Task to carry out. Set down each entry below exactly as it stands.

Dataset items
───
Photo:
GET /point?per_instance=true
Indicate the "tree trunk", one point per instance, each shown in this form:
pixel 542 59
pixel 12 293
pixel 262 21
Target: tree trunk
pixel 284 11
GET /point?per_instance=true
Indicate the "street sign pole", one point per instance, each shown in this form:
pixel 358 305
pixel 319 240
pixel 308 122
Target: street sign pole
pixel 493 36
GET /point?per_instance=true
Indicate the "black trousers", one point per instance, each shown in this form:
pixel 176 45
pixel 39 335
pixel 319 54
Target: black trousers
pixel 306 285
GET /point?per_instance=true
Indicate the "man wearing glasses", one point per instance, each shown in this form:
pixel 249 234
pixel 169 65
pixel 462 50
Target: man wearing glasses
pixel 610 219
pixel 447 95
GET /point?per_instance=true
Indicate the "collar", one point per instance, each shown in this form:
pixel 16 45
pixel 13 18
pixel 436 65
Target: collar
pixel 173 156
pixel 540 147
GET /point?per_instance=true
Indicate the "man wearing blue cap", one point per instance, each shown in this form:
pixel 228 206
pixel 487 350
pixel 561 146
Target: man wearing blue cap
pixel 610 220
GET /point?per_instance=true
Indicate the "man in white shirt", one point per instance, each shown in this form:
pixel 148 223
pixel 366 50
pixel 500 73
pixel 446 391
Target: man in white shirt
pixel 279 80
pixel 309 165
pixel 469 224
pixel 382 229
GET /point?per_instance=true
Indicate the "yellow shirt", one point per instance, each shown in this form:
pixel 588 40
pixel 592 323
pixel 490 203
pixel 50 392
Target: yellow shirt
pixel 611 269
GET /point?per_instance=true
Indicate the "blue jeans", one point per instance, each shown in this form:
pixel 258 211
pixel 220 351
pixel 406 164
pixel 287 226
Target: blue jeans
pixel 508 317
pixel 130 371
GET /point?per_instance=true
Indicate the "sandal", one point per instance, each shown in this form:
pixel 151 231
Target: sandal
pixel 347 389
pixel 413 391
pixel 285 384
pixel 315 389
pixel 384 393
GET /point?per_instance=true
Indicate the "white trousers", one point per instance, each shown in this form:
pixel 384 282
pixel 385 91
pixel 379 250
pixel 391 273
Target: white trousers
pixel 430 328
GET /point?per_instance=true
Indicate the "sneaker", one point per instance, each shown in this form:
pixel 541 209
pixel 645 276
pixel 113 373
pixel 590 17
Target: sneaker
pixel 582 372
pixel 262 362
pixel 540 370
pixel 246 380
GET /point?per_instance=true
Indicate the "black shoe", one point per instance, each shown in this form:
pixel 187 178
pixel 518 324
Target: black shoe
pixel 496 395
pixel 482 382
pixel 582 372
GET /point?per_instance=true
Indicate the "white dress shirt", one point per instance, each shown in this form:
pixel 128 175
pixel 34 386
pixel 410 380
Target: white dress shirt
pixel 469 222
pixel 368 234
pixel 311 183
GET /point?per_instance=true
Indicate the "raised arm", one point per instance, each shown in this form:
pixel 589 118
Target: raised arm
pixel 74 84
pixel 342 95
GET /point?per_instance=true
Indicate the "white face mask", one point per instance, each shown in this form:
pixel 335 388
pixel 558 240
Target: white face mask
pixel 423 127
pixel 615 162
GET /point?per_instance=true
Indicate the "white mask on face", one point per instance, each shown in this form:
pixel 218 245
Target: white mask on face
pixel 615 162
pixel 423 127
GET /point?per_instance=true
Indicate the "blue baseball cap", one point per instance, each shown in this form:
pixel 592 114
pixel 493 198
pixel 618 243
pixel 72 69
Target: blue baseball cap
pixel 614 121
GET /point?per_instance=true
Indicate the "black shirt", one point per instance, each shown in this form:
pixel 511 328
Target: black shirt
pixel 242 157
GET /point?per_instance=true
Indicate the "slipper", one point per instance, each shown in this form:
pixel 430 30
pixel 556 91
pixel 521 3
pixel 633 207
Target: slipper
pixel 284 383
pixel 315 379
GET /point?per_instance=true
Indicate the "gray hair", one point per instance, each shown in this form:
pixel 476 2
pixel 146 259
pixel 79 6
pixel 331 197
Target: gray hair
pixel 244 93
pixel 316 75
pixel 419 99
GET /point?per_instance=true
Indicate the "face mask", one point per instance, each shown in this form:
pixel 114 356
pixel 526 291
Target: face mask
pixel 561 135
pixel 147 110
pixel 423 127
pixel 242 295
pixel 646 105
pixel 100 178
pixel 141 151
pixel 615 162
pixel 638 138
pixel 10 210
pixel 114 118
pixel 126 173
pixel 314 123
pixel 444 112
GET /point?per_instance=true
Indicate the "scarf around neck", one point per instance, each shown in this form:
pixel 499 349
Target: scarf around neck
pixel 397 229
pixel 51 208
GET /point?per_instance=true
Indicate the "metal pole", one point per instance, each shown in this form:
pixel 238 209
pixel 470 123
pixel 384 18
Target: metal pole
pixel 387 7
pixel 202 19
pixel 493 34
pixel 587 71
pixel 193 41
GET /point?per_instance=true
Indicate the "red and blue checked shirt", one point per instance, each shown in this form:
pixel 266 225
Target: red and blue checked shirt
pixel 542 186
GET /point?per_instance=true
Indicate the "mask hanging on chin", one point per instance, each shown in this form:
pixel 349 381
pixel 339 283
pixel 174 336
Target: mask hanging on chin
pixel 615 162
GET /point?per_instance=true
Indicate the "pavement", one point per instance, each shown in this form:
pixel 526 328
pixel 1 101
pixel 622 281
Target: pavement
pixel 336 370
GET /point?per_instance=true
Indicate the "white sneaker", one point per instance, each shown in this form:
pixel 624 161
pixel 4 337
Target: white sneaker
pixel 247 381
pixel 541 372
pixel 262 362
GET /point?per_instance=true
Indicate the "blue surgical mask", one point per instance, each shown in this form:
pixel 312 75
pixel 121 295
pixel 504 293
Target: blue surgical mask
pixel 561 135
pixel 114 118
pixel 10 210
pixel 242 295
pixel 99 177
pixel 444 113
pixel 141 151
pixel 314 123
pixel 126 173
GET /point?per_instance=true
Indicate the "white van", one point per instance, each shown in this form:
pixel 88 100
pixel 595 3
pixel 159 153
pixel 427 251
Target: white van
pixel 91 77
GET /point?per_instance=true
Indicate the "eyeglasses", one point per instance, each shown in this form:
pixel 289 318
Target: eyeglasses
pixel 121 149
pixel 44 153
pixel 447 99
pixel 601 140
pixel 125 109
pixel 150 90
───
Written response.
Photo:
GET /point?per_instance=true
Indicate the "tree trunk", one point per instance, each shown in this form:
pixel 542 59
pixel 12 293
pixel 262 21
Target: tree trunk
pixel 284 11
GET /point?per_instance=true
Indicate the "street sign pole", one point per instance, each shown in this form:
pixel 358 305
pixel 319 240
pixel 308 122
Target: street sign pole
pixel 493 36
GET /point?per_instance=true
Indicate the "black trousers", one point per instance, each shown in this form:
pixel 176 45
pixel 39 335
pixel 319 54
Target: black trousers
pixel 306 285
GET /point?per_instance=true
Indicate the "man wearing glasses", one point per instance, each shown in this form:
pixel 249 234
pixel 169 65
pixel 462 50
Target: man wearing glasses
pixel 610 219
pixel 447 95
GET /point?per_instance=true
Indicate the "collar", one point per instance, each shown in this form:
pixel 16 45
pixel 13 18
pixel 436 65
Target: collar
pixel 173 156
pixel 540 147
GET /point?per_instance=true
Indicate the "man wearing blue cap", one point per instance, each shown in this form:
pixel 228 206
pixel 487 350
pixel 561 146
Target: man wearing blue cap
pixel 610 220
GET /point?per_instance=true
Indicate the "man in white shirt", one point per instance, each shown in this form:
pixel 148 223
pixel 366 50
pixel 500 73
pixel 446 391
Target: man in white shirt
pixel 279 80
pixel 309 165
pixel 469 224
pixel 382 229
GET /point?per_instance=true
Indicate the "yellow shirt", one point per instance, each shown in this form:
pixel 588 40
pixel 592 323
pixel 490 203
pixel 50 392
Target: yellow shirt
pixel 611 269
GET /point?per_instance=true
Indicate the "blue jeans", one point per instance, each shown in this form:
pixel 258 211
pixel 220 351
pixel 406 164
pixel 287 226
Target: blue jeans
pixel 508 317
pixel 130 371
GET /point?per_instance=true
Indicate the "sandal", one point per instance, each shown in this form:
pixel 151 231
Target: sandal
pixel 347 389
pixel 413 391
pixel 285 384
pixel 315 389
pixel 384 393
GET /point?per_instance=true
Indicate the "white trousers", one point per instance, each shown in this form:
pixel 384 282
pixel 385 91
pixel 379 250
pixel 391 273
Target: white trousers
pixel 430 328
GET /point?per_instance=true
Indicate the "sneaker", one point per instance, each shown in this form:
pixel 541 209
pixel 645 276
pixel 113 373
pixel 590 17
Target: sneaker
pixel 582 372
pixel 262 362
pixel 540 370
pixel 246 380
GET /point?per_instance=true
Indicate the "black shoe", one point per instance, each shown in this form:
pixel 187 178
pixel 518 324
Target: black shoe
pixel 496 395
pixel 482 382
pixel 582 372
GET /point?per_instance=true
Indicate the "white dress shirt", one point per instance, each shown in this form:
pixel 128 175
pixel 34 386
pixel 410 380
Target: white dress shirt
pixel 469 222
pixel 368 234
pixel 311 183
GET /point?per_instance=true
Indicate the "raised arm", one point per instance, each shown in this form:
pixel 589 118
Target: raised arm
pixel 74 84
pixel 342 95
GET /point?per_instance=true
Indicate the "white face mask", one point per instance, each shown in this form:
pixel 335 388
pixel 558 240
Target: white face mask
pixel 423 127
pixel 615 162
GET /point?per_instance=true
Indicate the "white mask on face", one point per instance, each shown in this form:
pixel 218 245
Target: white mask on face
pixel 615 162
pixel 423 127
GET /point?per_instance=true
Indicate the "blue baseball cap", one point per instance, each shown in this form:
pixel 592 114
pixel 493 198
pixel 618 243
pixel 72 69
Target: blue baseball cap
pixel 614 121
GET /point?per_instance=true
Indicate the "black shirt", one point per instance, each shown in this form:
pixel 511 328
Target: black shirt
pixel 242 157
GET /point?per_instance=true
Indicate the "slipper", one point per instance, each shown in this form:
pixel 430 30
pixel 556 91
pixel 521 3
pixel 633 207
Target: slipper
pixel 284 383
pixel 315 379
GET /point?per_instance=true
Indicate the "gray hair", one point per instance, each shown in this form:
pixel 476 2
pixel 146 259
pixel 79 6
pixel 331 197
Target: gray hair
pixel 244 93
pixel 316 75
pixel 419 99
GET /point?per_instance=true
Indicate the "face mask", one point per instance, each shown in this form:
pixel 114 356
pixel 526 291
Target: face mask
pixel 561 135
pixel 147 110
pixel 423 127
pixel 242 295
pixel 646 105
pixel 100 178
pixel 141 151
pixel 615 162
pixel 638 138
pixel 10 210
pixel 114 118
pixel 126 173
pixel 314 123
pixel 444 112
GET /point?per_instance=true
Indicate the "scarf around neck", one point per instance, each shown in this form:
pixel 499 349
Target: scarf around neck
pixel 397 229
pixel 51 208
GET /point?per_instance=true
Indicate the "metal pole", one point per instance, each shown in this form:
pixel 238 209
pixel 470 123
pixel 384 18
Target: metal pole
pixel 387 7
pixel 202 19
pixel 493 34
pixel 587 71
pixel 193 41
GET /point?per_instance=true
Indicate the "red and blue checked shirt", one point per instance, each shown in this form:
pixel 266 225
Target: red and blue checked shirt
pixel 542 186
GET /point?per_instance=true
Indicate the "mask hanging on chin", one point per instance, each shown in this form:
pixel 349 381
pixel 339 283
pixel 174 336
Target: mask hanging on chin
pixel 615 162
GET /point?per_instance=true
Indicate the "pavement", one point per instance, each shown in this form:
pixel 526 328
pixel 1 101
pixel 622 281
Target: pavement
pixel 336 370
GET /point?per_instance=true
Indicate the "white sneaker", one point per instance, each shown in this form:
pixel 624 161
pixel 4 337
Target: white sneaker
pixel 247 381
pixel 541 372
pixel 262 362
GET /point?per_instance=true
Indicate the "blue surgical mask", one point per instance, each shown in this form:
pixel 312 75
pixel 121 295
pixel 504 293
Target: blue surgical mask
pixel 561 135
pixel 114 118
pixel 10 210
pixel 242 295
pixel 99 177
pixel 444 113
pixel 141 151
pixel 314 123
pixel 126 173
GET /point?per_instance=true
Indicate the "white van", one point per instance, each shown in this form:
pixel 88 100
pixel 595 3
pixel 159 153
pixel 427 251
Target: white van
pixel 91 77
GET /point?per_instance=true
Indicate the "eyeglasses", one point per instance, each shown in this form:
pixel 289 318
Target: eyeglasses
pixel 121 149
pixel 44 153
pixel 447 99
pixel 601 140
pixel 125 109
pixel 150 90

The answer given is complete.